## [課題 1]
精神疾患の疫学についての本文を2文で要約してください。
## [課題 2]
精神疾患の疫学に関する本文を、最後の文の後から書き継ぐこと。

## [本文]
--*--
精神疾患の疫学

さまざまな精神疾患が地域住民や特定の属性を有する人々のなかにどれほど存在するかを知ることは、その疾患の原因追求、治療法や予防法の開発、健康行政施策の設定にとって基礎的で不可欠の情報です。われわれは全国に先がけて、精神科疫学調査を行ってきました。

地域に住む人々の中でどの精神疾患がどれほど認められるのか(有病率・罹患率)の研究を行い、さらに全国多施設共同研究による周産期(妊娠期間+産後)精神疾患の疫学調査を実施しました。
その結果、妊娠うつ病の罹患率が5.6%、産後うつ病の罹患率が5.0%であることを報告しました。

さらに、出産後の児童虐待についてもいくつかの予備的報告を行ないました。
甲府プロジェクト、御殿場プロジェクト、企業プロジェクト、習慣性流産プロジェクト、南極プロジェクト、産後うつ病共同プロジェクトはその中核を同じくする面接手法を独自に開発し、利用しています。
--*--
## [分析用データ]
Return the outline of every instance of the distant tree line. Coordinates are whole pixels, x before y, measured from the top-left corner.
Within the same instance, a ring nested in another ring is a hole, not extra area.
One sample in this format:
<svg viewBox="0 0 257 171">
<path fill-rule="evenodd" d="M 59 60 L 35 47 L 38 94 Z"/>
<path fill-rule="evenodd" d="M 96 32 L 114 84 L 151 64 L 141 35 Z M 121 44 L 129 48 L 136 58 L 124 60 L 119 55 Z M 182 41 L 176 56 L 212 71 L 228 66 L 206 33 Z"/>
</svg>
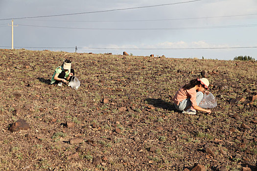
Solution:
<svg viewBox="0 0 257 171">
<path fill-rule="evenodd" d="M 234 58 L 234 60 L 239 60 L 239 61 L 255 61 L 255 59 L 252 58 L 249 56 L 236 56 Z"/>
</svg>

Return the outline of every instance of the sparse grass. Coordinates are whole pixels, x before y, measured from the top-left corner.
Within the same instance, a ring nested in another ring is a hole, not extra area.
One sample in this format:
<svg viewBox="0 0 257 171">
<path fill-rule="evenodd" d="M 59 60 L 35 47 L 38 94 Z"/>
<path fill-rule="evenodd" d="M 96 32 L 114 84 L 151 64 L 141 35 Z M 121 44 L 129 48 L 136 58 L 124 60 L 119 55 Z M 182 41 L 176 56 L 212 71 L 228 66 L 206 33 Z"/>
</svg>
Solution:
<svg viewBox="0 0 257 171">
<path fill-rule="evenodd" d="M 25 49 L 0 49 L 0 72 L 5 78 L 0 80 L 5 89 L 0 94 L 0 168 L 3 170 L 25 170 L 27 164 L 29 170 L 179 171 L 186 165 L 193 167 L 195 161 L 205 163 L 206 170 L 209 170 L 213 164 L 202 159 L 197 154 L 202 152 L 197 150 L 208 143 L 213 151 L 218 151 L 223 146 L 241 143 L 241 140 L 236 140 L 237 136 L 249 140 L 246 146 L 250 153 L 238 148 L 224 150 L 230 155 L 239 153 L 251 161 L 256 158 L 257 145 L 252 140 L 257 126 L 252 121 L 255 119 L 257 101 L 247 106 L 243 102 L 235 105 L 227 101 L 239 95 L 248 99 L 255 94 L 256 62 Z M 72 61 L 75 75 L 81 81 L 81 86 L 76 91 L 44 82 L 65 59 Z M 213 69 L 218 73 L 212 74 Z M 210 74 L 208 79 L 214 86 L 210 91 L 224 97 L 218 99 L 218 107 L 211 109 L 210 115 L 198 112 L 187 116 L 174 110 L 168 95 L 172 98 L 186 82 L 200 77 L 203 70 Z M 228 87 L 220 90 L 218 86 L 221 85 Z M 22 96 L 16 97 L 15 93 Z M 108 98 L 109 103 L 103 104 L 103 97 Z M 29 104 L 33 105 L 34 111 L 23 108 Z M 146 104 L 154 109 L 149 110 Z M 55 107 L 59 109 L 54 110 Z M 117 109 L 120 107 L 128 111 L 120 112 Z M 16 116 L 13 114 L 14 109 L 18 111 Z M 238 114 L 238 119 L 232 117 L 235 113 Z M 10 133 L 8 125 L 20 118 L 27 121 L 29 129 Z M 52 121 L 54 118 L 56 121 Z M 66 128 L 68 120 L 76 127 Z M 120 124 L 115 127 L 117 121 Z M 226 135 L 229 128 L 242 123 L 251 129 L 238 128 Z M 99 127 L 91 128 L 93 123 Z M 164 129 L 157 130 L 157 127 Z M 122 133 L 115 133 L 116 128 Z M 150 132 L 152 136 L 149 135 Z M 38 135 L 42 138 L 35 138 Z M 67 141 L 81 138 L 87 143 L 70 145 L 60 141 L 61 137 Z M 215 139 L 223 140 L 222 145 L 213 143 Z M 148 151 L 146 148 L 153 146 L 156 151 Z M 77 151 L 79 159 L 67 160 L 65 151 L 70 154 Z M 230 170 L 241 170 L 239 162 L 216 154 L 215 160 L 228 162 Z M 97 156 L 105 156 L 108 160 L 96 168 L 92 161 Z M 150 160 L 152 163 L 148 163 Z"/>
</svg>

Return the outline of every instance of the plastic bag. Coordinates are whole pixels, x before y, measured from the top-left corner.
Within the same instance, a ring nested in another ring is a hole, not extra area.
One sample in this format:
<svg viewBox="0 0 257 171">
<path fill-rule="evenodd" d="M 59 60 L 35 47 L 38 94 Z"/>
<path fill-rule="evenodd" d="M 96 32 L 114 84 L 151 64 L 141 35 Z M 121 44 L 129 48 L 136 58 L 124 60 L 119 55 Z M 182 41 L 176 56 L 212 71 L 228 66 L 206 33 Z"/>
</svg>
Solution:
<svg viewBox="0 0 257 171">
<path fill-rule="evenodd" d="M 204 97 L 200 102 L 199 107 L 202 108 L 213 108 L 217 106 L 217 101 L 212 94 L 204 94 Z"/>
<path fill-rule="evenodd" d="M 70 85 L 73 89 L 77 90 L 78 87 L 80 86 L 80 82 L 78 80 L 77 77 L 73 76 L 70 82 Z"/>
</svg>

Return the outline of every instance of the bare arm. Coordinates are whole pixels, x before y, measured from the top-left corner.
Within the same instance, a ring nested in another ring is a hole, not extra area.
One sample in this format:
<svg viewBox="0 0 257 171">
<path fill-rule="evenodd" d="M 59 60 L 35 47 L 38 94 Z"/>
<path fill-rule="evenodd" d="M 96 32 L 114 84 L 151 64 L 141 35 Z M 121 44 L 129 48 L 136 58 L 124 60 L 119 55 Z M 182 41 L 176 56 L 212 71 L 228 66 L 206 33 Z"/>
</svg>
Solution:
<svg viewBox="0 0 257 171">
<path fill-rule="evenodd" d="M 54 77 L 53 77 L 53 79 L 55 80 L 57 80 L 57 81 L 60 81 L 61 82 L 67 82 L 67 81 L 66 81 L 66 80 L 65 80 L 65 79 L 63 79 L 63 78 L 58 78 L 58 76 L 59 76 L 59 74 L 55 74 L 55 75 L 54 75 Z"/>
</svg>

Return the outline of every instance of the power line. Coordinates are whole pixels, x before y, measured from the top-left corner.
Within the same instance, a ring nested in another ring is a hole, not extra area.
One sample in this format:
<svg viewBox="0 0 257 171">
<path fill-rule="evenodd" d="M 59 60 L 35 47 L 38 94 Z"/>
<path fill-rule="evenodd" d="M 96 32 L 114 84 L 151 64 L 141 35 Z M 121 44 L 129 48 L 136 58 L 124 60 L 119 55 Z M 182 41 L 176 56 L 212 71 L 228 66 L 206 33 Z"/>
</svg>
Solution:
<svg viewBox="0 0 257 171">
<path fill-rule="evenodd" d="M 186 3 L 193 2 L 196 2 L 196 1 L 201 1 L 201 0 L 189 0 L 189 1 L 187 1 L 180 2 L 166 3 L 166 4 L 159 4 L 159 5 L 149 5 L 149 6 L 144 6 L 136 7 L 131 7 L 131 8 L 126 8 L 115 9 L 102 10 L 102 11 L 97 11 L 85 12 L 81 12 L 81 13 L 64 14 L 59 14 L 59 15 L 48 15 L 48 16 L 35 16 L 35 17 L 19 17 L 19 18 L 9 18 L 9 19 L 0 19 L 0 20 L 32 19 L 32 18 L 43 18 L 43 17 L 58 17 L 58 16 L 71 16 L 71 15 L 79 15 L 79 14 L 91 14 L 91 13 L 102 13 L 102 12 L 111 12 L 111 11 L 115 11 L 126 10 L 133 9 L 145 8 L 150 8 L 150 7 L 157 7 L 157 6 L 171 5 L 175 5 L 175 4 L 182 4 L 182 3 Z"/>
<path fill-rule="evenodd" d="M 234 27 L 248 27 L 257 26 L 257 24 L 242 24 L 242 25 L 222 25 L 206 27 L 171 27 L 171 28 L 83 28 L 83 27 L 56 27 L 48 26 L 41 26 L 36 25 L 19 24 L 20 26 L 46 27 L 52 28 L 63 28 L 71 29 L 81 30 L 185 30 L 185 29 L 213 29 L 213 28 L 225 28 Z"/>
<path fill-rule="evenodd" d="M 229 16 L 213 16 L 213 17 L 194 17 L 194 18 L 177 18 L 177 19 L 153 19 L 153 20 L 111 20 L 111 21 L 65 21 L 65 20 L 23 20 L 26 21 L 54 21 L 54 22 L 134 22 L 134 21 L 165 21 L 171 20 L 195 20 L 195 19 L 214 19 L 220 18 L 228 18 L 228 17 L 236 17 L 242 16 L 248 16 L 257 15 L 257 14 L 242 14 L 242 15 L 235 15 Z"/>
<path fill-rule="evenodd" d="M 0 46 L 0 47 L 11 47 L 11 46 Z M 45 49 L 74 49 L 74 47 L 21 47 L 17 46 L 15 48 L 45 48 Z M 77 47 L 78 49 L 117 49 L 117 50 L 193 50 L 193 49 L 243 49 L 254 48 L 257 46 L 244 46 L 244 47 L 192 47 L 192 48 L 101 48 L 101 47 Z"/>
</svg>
--*--
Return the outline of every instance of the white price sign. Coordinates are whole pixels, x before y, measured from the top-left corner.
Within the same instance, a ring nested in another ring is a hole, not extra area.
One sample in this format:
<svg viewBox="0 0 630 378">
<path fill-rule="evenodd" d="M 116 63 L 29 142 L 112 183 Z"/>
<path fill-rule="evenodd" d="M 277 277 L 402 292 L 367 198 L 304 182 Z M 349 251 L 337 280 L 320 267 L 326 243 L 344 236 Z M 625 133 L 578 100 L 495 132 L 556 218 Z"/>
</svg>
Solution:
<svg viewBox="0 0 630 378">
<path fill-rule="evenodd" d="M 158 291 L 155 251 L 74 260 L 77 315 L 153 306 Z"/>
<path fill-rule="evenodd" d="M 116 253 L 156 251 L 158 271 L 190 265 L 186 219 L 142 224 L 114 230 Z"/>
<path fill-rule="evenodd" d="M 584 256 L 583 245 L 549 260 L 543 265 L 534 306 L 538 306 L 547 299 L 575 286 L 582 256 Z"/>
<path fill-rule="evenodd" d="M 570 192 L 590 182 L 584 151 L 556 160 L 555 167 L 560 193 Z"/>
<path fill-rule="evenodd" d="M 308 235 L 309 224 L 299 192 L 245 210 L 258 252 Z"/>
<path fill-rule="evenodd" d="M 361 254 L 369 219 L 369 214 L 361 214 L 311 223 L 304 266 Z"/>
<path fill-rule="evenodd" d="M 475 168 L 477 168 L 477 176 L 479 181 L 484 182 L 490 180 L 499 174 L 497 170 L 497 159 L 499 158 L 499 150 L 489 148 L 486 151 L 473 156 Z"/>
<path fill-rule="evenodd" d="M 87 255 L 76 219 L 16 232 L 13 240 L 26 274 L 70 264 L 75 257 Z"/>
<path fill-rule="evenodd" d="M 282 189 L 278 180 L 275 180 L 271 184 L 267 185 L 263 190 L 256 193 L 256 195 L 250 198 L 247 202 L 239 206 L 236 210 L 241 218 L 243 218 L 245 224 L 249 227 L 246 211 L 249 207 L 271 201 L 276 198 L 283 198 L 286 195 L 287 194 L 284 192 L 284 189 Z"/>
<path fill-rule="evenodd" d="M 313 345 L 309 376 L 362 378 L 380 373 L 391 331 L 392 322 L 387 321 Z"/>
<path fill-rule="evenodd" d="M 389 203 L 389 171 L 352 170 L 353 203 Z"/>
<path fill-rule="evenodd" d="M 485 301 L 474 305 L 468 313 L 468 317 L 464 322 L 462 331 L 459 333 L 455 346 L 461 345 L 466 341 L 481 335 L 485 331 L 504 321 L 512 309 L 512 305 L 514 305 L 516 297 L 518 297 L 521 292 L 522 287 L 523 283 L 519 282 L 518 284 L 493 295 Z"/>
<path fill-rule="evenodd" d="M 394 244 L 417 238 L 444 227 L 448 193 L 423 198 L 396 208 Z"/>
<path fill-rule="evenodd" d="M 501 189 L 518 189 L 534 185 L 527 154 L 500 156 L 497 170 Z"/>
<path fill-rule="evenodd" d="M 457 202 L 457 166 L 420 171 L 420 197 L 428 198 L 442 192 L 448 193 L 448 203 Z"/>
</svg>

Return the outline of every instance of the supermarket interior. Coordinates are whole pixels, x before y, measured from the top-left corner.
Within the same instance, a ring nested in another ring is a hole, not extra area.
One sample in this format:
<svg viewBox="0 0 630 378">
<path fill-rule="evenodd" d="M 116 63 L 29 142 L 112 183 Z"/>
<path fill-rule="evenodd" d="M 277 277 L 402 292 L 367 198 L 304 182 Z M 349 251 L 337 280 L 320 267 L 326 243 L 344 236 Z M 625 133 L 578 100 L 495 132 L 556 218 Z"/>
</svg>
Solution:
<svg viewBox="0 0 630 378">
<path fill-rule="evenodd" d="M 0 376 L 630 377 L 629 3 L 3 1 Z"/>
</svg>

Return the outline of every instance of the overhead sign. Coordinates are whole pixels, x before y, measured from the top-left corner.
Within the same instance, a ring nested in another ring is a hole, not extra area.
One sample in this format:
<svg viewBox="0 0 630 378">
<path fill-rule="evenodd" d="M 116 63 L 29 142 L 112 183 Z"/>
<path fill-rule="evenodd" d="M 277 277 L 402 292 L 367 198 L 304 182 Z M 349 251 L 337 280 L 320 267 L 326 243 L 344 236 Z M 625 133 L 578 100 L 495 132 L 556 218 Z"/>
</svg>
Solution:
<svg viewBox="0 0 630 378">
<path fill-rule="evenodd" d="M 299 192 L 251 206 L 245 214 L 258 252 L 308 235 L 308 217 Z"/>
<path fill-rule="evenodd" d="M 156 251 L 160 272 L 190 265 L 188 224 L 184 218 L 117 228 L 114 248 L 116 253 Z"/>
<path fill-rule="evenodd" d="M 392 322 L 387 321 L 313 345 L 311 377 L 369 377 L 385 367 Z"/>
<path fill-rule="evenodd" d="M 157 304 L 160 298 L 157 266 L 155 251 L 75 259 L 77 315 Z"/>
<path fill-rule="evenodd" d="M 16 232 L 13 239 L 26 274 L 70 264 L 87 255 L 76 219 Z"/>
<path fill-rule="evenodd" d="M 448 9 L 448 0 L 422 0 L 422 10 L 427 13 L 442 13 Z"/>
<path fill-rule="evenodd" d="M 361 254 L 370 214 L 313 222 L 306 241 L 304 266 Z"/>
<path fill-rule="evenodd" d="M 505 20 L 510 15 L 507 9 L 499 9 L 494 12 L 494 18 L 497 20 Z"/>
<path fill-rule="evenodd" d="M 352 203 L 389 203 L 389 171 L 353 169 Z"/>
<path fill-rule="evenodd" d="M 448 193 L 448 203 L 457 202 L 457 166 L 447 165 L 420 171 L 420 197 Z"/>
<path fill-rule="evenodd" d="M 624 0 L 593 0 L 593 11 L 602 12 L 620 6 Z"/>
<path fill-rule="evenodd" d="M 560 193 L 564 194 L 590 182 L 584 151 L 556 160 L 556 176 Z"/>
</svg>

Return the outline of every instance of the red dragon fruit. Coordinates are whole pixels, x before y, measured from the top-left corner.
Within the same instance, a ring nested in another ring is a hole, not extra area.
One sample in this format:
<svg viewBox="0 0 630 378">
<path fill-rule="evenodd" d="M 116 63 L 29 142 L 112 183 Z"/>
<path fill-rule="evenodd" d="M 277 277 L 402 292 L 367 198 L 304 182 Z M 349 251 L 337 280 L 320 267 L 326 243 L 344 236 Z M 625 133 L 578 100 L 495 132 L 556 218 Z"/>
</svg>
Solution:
--*--
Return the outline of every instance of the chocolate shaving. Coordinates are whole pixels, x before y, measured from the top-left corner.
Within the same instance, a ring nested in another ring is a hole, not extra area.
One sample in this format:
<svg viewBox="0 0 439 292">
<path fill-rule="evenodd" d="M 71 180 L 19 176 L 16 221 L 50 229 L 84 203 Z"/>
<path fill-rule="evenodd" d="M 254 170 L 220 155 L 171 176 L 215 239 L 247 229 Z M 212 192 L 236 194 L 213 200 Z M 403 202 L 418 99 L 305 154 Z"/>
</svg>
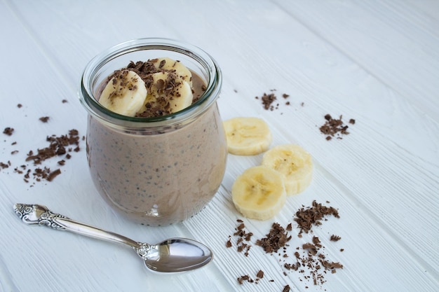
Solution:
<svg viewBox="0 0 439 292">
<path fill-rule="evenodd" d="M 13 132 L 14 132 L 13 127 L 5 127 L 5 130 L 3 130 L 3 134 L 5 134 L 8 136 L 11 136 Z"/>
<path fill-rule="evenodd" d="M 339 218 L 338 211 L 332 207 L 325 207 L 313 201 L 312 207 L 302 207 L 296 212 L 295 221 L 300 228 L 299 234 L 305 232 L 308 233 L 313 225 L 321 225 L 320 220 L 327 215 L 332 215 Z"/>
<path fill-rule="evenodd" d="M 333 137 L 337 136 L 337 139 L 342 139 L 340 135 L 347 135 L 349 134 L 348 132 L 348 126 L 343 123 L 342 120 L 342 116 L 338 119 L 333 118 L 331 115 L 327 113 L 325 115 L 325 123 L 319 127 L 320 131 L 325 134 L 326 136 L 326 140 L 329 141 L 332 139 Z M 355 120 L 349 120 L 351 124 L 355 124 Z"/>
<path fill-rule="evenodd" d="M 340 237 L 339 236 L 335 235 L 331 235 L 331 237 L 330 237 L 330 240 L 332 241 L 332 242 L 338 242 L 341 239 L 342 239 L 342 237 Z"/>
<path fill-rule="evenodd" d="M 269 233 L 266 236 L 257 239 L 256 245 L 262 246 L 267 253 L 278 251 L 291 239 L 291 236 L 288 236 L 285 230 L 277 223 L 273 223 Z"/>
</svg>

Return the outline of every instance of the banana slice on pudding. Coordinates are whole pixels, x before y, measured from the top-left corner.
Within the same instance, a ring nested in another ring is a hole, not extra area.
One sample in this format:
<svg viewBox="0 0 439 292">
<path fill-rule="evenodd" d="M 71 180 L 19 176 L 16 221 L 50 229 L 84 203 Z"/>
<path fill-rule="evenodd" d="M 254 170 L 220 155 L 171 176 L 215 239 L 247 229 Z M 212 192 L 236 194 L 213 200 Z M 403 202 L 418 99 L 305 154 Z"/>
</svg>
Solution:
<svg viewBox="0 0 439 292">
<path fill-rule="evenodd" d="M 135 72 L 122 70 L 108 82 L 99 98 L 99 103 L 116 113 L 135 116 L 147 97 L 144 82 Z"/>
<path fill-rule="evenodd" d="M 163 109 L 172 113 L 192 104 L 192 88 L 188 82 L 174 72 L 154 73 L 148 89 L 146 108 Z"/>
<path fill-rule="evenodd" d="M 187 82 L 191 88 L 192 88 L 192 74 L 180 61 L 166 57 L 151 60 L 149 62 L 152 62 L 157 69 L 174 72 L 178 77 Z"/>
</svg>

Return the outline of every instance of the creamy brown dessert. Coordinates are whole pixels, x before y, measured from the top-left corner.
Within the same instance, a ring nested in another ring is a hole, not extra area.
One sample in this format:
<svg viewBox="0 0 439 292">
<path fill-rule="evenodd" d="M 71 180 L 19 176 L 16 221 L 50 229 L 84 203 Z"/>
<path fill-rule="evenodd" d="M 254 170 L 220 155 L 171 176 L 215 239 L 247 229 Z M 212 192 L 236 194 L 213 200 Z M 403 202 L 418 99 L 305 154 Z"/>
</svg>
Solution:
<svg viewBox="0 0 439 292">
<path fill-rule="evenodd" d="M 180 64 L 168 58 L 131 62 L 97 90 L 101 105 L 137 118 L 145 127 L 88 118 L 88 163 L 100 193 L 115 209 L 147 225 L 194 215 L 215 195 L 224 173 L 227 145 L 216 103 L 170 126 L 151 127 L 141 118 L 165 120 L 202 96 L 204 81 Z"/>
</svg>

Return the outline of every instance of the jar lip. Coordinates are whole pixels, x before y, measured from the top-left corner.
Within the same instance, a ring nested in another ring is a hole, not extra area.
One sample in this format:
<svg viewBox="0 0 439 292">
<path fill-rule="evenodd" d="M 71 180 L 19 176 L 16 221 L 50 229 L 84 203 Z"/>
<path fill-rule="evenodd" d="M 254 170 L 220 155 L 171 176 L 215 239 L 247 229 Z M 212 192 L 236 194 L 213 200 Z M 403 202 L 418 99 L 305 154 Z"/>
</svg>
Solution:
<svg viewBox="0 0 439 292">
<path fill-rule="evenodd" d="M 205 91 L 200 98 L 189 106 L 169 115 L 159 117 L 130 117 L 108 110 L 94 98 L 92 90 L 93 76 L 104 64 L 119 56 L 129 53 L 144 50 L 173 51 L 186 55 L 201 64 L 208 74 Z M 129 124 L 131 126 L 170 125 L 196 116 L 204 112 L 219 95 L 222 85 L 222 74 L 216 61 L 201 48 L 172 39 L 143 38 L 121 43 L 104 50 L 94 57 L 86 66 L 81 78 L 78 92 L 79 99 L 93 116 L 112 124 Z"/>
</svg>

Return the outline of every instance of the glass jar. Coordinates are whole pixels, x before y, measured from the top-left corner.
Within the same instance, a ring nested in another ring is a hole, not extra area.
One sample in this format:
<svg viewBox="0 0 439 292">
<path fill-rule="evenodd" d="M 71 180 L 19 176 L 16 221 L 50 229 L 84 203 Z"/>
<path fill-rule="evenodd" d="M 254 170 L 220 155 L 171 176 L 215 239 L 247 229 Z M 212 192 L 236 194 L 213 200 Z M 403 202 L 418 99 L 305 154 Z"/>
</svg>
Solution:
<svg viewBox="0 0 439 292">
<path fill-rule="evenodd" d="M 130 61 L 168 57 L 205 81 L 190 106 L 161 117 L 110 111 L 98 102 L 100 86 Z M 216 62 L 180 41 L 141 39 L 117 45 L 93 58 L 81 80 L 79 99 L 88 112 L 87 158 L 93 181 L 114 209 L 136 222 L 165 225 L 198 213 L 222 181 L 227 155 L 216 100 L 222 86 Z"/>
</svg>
--*--
## [解答 1]
さまざまな精神疾患が地域住民などの中にどれほど存在するかを知ることは、原因追求、治療法や予防法の開発、健康行政施策の設定に不可欠な情報であり、われわれは全国に先がけて精神科疫学調査を行ってきた。地域での有病率・罹患率の研究に加え、全国多施設共同研究による周産期精神疾患の疫学調査を実施し、妊娠うつ病の罹患率が5.6%、産後うつ病の罹患率が5.0%であることを報告した。

## [解答 2]
精神疾患を有していても自ら受診する人の率が低い[うつ病で10%]ことから、地域に居住している非受診人口を対象とする疫学調査が必要であることがわかります。これまでに、主として感情障害、不安障害の頻度(罹患率、有病率)を求め、その発症危険因子を同定しました。


また、精神科診療所での診察が「濃厚」(1回の診察が長く診察間隔が短い)なほど患者満足度が高く、このことが患者の抑うつ不安を低減させるが、診察の「濃度」が直接に抑うつ不安をさせるものではないことも見出しました。

この所見は、日常診療の場面において十分な時間を割いた外来カウンセリングが治療有効性を有していることと、さらには、単に時間を費やせばよいのではなく、「治療同盟」に相当する治療者・患者関係の構築が介在していることを示した最初の報告です。